- **REQUIRED WORK**
Give back the lines of the records exactly, starting at the first and ending at the one with "Your task is straightforward: find the paving".

- **INPUT RECORDS**
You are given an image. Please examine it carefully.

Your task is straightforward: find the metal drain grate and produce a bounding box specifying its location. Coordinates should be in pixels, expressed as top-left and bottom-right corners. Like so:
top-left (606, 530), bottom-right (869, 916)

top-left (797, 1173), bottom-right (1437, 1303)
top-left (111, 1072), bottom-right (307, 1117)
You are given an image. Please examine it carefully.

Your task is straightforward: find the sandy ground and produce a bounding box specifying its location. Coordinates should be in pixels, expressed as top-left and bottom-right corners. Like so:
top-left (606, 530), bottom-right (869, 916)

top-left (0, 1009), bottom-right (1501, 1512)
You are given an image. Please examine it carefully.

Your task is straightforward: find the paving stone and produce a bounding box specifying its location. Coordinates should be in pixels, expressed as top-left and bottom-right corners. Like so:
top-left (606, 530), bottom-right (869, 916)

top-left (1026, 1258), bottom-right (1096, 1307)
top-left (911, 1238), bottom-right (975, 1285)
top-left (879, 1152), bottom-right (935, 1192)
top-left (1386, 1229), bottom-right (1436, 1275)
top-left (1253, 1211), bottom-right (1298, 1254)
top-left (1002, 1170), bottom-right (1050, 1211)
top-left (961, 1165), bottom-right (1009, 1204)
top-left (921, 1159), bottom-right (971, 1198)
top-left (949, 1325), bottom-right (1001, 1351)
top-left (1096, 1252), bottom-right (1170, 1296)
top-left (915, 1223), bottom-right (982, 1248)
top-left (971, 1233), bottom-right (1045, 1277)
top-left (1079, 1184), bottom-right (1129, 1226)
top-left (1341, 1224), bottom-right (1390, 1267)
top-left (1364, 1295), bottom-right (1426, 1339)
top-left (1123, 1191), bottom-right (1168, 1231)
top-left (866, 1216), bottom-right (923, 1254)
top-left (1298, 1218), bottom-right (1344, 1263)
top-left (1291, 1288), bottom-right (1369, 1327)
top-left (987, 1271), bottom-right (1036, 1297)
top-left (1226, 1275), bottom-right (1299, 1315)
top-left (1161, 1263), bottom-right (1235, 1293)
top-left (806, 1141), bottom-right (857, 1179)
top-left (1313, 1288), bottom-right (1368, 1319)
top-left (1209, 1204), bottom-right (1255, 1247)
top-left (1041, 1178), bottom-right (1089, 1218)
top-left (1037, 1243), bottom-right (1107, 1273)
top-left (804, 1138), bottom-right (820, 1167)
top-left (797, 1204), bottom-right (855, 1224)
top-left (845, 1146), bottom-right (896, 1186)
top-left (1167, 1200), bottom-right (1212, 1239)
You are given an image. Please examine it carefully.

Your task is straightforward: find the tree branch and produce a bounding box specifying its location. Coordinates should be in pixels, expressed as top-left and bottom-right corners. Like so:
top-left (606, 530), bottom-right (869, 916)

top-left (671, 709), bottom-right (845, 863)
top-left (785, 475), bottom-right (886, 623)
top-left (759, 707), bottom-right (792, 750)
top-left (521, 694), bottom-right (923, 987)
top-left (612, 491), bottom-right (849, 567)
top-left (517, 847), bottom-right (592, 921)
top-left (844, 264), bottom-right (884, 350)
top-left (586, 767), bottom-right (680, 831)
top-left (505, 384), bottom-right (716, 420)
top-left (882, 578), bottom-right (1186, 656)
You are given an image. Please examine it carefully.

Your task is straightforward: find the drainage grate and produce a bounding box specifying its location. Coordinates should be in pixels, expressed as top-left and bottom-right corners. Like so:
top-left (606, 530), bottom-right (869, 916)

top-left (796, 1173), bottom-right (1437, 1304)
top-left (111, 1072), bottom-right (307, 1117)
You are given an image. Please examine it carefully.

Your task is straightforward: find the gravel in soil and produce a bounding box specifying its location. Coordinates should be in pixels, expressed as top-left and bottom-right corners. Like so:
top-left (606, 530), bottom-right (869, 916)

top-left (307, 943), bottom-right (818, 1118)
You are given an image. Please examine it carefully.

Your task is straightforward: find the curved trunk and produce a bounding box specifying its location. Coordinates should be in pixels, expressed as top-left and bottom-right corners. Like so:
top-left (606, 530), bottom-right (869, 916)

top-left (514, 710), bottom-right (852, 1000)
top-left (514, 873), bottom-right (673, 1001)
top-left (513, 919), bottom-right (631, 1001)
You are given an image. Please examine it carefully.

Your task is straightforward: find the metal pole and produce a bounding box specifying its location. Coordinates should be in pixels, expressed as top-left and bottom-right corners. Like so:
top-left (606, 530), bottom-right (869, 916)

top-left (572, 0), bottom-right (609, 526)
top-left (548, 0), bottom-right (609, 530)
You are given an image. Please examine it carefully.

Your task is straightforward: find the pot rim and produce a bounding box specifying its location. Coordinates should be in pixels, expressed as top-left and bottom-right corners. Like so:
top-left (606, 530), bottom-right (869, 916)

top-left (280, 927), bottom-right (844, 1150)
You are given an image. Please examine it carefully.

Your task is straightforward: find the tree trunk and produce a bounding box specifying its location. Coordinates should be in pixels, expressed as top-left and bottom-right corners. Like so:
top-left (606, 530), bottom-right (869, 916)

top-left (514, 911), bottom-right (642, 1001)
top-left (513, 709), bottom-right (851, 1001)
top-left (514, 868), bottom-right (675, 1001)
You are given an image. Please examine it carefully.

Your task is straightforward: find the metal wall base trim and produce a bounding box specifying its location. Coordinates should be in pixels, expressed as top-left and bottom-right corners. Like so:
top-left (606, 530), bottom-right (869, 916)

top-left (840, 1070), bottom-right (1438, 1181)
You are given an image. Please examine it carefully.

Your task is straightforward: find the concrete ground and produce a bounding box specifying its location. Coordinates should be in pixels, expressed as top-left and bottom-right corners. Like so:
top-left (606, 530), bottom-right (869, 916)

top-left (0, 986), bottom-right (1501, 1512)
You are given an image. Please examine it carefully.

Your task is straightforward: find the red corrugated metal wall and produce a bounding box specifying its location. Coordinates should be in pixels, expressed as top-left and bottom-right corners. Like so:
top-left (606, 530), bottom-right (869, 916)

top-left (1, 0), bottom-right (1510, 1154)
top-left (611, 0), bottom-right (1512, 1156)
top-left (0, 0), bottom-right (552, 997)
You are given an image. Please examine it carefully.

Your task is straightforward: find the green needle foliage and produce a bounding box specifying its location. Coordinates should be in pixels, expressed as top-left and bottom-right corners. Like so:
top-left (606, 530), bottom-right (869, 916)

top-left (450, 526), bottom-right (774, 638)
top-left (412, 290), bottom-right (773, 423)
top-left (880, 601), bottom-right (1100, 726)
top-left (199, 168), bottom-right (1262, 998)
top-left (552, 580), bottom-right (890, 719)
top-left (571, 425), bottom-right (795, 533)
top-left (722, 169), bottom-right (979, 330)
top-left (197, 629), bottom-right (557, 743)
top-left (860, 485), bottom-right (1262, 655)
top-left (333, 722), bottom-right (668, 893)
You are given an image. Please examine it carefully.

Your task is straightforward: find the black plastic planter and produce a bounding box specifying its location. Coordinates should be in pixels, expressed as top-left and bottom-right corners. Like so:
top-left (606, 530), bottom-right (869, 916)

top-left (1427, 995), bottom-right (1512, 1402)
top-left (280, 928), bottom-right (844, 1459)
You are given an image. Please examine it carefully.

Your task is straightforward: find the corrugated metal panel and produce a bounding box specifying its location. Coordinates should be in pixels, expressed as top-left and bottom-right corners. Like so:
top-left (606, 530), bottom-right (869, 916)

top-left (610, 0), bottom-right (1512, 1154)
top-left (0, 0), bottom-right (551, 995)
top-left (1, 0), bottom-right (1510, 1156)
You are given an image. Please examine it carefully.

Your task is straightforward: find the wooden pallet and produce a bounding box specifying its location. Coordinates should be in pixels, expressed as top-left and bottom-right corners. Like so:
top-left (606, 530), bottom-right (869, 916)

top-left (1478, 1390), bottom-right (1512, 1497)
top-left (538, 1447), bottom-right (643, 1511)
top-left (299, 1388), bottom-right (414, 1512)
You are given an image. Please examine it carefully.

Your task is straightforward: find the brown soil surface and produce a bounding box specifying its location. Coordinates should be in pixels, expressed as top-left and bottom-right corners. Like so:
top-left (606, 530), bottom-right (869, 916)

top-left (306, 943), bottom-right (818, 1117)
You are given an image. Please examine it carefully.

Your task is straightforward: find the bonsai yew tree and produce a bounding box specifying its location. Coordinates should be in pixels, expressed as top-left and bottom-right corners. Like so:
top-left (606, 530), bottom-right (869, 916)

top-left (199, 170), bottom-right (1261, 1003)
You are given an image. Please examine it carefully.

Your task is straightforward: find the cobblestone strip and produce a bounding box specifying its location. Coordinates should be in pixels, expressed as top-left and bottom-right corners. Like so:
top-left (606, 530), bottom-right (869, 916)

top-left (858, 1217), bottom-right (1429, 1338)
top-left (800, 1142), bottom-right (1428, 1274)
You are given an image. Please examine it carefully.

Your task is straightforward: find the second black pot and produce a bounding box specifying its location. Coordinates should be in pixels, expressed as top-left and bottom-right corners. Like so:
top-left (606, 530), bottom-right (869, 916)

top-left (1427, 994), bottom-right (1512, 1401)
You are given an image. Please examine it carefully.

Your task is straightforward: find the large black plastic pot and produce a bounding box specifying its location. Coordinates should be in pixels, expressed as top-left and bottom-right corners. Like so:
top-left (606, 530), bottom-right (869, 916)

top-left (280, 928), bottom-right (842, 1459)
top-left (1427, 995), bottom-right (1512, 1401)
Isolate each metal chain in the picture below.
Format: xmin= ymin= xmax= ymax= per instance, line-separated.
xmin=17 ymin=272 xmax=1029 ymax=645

- **REPLY**
You are given an image. Please examine it carefully.

Your task is straightforward: find the metal drain grate and produce a bounding box specifying its location. Coordinates should be in pixels, expressed as top-left and bottom-right corners. Like so:
top-left (606, 530), bottom-right (869, 916)

top-left (797, 1173), bottom-right (1437, 1303)
top-left (111, 1072), bottom-right (307, 1117)
You are given an image. Please examine it carefully.

Your task is straightforward: find the sandy ground and produce a bounding box specifying its location. Coordinates should be in pixels, expressed as top-left and bottom-right corners. Like so:
top-left (606, 530), bottom-right (869, 916)

top-left (0, 1009), bottom-right (1501, 1512)
You are given an image. Please examine it carefully.

Your task is straightforward: find the paving stone and produce a bounding box specifying its location. Coordinates should be in pixels, expressed as top-left and bottom-right corners. Like so:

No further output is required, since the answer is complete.